§ GOAL 1:
Rescale the entries, starting at the line that has "point: one pixel per instance, each like <point>190,217</point>." and stopping after the line that has "<point>398,75</point>". Reproduce every line in that span, multiplying only the answer coordinates by 1.95 and rounding to whole numbers (halves up), and leave all other numbers unchanged.

§ PASSAGE PROVIDED:

****************************************

India: the rapist’s veto?

Vanya Bhargav explores why Indian women are less free to express themselves through dress than Indian men.

We all like to wear clothes which make us feel comfortable. Attire is about more than comfort though, it is an important means by which people express their distinctive identities.

Most societies do not however have absolute freedom of attire in all contexts. Whilst the belief in the freedom for individuals to wear whatever they like in the privacy of their homes is perhaps uncontroversial, many people have more complicated views regarding attire in public. Indeed, most people would consider it inappropriate to wear bikinis or swimming trunks to a restaurant or workplace and in places other than specified areas such as beaches, swimming pools or saunas.

Freedom of attire is therefore often limited not only by law but by social norms, or informal understandings between members of a society regarding appropriate group conduct. Some restrictions imposed by social norms on freedom of attire are understandable. The attempt by one section of a plural society to impose its norms on another however entails a serious and illegitimate threat to the latter’s freedom of expression.

****************************************

§ DATASET EXCERPTS:
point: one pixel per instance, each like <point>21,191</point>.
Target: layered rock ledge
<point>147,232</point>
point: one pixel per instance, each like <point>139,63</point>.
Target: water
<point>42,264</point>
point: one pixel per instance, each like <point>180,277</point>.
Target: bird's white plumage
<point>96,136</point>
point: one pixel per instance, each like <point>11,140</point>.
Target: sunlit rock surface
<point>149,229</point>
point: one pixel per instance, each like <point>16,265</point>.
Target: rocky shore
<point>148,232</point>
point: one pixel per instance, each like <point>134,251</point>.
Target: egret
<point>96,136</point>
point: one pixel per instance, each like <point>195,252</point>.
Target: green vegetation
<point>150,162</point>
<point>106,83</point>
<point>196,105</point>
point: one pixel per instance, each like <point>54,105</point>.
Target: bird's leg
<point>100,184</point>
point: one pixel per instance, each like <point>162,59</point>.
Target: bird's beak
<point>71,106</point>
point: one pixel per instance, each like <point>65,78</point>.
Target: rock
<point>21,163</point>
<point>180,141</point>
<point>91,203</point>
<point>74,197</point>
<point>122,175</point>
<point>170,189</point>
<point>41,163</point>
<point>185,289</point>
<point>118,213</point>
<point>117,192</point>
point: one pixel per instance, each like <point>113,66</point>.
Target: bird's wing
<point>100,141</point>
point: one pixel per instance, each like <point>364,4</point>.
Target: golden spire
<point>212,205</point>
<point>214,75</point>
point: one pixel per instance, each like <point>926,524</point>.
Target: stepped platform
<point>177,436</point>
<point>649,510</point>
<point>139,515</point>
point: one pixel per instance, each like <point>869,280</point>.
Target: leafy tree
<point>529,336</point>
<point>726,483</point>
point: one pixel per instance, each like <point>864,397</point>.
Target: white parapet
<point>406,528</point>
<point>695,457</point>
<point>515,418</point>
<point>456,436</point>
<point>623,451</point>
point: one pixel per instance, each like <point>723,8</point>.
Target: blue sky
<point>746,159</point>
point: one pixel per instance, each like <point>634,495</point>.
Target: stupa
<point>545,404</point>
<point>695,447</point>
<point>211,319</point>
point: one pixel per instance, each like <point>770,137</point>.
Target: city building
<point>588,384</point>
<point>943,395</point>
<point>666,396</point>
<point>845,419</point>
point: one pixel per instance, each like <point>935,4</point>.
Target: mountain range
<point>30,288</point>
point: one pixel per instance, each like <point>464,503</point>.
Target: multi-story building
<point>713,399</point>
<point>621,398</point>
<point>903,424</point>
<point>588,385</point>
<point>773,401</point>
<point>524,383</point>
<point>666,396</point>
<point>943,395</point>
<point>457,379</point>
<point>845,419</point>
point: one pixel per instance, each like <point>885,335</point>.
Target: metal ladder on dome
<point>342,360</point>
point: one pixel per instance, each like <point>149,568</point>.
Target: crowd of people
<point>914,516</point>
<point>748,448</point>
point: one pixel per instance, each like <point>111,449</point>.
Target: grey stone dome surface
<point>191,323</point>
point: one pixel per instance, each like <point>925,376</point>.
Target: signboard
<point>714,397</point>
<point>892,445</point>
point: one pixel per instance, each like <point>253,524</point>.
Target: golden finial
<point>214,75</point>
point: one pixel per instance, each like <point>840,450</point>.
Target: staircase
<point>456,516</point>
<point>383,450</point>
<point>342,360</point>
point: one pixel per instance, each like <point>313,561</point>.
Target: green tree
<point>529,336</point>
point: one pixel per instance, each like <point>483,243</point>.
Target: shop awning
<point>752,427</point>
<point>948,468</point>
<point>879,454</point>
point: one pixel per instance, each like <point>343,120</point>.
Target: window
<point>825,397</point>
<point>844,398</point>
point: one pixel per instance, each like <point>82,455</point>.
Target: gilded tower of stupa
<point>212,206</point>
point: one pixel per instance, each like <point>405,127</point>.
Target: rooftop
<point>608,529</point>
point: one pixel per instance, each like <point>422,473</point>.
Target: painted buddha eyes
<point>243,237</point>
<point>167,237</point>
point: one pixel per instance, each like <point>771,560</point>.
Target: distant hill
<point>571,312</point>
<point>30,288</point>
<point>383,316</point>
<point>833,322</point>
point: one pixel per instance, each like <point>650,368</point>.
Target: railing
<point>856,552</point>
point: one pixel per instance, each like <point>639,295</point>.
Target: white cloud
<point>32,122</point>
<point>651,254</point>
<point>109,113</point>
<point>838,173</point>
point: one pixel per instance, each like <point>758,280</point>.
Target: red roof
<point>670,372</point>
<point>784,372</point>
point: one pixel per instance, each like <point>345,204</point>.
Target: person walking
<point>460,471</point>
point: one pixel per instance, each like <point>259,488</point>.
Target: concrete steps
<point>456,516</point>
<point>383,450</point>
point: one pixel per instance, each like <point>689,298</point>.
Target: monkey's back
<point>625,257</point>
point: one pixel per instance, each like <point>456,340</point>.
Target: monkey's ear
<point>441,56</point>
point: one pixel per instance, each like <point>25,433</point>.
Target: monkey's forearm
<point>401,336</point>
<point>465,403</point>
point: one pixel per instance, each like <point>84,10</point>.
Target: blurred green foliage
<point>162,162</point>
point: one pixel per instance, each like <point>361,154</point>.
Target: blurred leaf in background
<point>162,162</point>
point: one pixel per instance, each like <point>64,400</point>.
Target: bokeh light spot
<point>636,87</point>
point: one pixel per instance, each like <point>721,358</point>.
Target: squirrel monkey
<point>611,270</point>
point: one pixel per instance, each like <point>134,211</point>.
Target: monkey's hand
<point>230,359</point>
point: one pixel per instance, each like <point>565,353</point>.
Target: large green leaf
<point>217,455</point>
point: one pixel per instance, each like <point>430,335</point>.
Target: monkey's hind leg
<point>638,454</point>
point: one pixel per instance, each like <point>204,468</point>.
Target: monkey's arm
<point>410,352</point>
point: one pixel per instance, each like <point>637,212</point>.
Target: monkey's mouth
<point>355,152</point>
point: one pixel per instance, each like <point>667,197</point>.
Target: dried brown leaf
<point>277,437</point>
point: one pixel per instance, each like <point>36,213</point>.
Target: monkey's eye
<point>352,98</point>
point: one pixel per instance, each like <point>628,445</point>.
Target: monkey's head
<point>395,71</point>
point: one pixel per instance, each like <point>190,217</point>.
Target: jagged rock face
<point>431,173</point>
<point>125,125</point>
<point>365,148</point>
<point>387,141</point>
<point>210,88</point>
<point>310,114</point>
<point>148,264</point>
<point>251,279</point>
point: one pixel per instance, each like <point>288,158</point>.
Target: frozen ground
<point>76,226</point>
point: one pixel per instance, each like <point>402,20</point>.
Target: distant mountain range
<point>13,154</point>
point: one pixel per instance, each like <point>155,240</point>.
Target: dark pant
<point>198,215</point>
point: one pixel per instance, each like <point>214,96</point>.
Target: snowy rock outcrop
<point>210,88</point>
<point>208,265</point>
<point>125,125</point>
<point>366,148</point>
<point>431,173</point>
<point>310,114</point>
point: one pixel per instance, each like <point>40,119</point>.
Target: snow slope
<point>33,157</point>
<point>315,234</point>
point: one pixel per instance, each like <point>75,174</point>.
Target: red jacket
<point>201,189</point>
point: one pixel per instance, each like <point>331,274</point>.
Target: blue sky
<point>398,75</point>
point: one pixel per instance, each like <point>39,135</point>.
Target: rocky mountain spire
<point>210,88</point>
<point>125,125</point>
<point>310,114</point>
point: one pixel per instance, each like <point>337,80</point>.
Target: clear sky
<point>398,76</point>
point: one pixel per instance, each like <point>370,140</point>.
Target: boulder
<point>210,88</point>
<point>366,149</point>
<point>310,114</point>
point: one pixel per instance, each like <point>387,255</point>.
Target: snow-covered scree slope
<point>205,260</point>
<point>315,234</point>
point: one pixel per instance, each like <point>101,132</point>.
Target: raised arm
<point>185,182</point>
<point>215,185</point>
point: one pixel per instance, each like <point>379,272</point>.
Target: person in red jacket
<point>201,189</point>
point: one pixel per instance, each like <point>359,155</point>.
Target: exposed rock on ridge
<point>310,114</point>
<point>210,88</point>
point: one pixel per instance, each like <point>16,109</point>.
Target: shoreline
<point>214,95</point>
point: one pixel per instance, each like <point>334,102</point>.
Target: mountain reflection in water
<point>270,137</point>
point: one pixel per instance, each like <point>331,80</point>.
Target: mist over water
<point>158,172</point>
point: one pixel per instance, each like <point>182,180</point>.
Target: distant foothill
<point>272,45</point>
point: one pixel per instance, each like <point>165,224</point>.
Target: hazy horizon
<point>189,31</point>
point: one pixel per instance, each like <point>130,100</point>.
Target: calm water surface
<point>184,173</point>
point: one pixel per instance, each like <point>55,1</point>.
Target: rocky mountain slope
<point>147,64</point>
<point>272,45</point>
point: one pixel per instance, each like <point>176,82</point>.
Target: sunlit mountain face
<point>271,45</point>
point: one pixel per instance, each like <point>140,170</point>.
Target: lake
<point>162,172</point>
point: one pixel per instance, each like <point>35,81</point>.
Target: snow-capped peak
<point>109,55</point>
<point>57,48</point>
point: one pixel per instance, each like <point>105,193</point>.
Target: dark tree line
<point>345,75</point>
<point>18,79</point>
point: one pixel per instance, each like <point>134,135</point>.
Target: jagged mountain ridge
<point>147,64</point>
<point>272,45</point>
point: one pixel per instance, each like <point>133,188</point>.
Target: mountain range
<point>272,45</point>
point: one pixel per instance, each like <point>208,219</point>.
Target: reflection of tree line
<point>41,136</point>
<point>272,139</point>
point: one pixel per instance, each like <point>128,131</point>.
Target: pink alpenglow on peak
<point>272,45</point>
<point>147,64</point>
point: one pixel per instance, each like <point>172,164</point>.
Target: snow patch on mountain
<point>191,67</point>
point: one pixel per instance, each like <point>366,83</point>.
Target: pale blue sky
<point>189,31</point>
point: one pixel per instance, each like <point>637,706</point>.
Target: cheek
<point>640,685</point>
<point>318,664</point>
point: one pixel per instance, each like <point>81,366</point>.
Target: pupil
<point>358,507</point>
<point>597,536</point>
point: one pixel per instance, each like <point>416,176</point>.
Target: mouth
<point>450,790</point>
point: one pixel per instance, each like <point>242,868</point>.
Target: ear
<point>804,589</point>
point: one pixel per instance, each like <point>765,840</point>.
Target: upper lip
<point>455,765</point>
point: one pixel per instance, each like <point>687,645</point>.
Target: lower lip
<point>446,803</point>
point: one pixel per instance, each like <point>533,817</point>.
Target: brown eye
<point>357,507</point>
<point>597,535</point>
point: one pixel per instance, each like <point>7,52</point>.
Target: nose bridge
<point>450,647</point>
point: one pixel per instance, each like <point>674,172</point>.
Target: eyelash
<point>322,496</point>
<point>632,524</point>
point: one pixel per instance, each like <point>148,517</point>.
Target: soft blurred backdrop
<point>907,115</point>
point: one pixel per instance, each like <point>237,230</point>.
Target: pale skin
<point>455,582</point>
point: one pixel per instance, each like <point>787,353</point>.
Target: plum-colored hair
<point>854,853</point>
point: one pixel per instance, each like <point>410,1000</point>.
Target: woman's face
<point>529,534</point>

****************************************

§ GOAL 2:
From the essay on freedom of attire, extract the passage that begins at the words "We all like" and stops after "pools or saunas.", copying it verbatim.

§ FINISHED ANSWER 1:
point: one pixel per instance, each like <point>190,217</point>.
Target: jagged rock face
<point>840,337</point>
<point>244,244</point>
<point>712,289</point>
<point>755,275</point>
<point>410,172</point>
<point>605,222</point>
<point>289,515</point>
<point>489,544</point>
point: one pixel per instance, each like <point>288,158</point>.
Target: frozen ground
<point>148,441</point>
point: one pixel per instance, each like <point>402,20</point>.
Target: distant mountain range
<point>25,300</point>
point: one pixel per instance, each like <point>155,240</point>.
Target: dark pant
<point>386,419</point>
point: one pixel per instance, each like <point>214,96</point>.
Target: snowy rock outcrop
<point>410,172</point>
<point>406,517</point>
<point>244,244</point>
<point>714,289</point>
<point>840,337</point>
<point>605,222</point>
point: one pixel per instance, each like <point>40,119</point>.
Target: snow slope
<point>64,306</point>
<point>614,456</point>
point: one pixel per instance, each like <point>75,174</point>.
Target: red jacket
<point>392,369</point>
point: one pixel per instance, each like <point>331,274</point>.
Target: blue sky
<point>776,146</point>

§ FINISHED ANSWER 2:
We all like to wear clothes which make us feel comfortable. Attire is about more than comfort though, it is an important means by which people express their distinctive identities.

Most societies do not however have absolute freedom of attire in all contexts. Whilst the belief in the freedom for individuals to wear whatever they like in the privacy of their homes is perhaps uncontroversial, many people have more complicated views regarding attire in public. Indeed, most people would consider it inappropriate to wear bikinis or swimming trunks to a restaurant or workplace and in places other than specified areas such as beaches, swimming pools or saunas.